**Point annotation dataset lines**
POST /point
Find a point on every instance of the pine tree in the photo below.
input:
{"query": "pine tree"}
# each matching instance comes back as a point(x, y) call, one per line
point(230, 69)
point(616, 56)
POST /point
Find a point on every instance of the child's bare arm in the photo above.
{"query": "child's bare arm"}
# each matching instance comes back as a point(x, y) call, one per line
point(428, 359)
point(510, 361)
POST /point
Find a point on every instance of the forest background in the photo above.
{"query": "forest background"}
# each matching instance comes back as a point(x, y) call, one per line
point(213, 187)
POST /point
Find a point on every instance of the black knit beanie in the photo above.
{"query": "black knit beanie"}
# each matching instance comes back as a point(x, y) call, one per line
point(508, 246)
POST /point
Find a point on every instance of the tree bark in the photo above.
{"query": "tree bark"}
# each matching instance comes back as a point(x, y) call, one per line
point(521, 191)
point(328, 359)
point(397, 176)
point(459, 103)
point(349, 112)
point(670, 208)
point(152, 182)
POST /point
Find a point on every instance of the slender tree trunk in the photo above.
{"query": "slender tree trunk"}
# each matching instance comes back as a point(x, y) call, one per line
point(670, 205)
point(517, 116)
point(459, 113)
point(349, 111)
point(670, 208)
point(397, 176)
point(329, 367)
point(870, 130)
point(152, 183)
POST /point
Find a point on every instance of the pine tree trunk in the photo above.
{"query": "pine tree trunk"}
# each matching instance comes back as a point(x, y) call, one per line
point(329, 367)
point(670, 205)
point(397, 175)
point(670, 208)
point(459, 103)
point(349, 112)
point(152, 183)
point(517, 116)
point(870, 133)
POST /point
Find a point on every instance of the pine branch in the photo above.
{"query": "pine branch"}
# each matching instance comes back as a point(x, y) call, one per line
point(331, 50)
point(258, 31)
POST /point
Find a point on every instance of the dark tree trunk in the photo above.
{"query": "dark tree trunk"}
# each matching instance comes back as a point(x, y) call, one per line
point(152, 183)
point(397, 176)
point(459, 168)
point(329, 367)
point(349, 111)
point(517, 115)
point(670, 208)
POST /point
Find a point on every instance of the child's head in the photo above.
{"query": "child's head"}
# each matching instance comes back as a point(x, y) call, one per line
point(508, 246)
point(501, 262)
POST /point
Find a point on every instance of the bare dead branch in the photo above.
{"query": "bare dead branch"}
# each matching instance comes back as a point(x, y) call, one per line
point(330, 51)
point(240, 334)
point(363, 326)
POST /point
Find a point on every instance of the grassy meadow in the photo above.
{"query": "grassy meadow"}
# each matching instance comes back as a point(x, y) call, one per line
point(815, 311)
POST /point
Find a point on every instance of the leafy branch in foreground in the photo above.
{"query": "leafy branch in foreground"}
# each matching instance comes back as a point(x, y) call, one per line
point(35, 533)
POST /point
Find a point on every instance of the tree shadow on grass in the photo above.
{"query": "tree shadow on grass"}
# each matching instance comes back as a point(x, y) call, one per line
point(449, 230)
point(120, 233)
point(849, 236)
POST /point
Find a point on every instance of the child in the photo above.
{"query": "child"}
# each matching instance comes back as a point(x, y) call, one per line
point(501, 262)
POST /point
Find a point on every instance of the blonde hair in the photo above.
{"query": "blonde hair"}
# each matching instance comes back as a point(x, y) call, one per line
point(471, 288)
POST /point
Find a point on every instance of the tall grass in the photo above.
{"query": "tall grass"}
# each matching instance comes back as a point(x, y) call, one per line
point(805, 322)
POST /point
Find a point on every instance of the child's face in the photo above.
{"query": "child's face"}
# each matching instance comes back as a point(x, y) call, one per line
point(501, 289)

**Exercise instructions**
Set down the lines exactly as they appear, starting at the first line and ending at the line that contains "point(510, 361)", both included.

**Finished answer**
POST /point
Find a point on every instance of the pine tree in the photo below.
input:
{"query": "pine tree"}
# each matching instance comes back as a point(x, y) call, one per line
point(230, 69)
point(616, 56)
POST /point
Find a point on every instance of the child's bare arm in the photo above.
{"query": "child's bare arm"}
# each matching instance comes back as a point(x, y) call, one per line
point(428, 359)
point(510, 361)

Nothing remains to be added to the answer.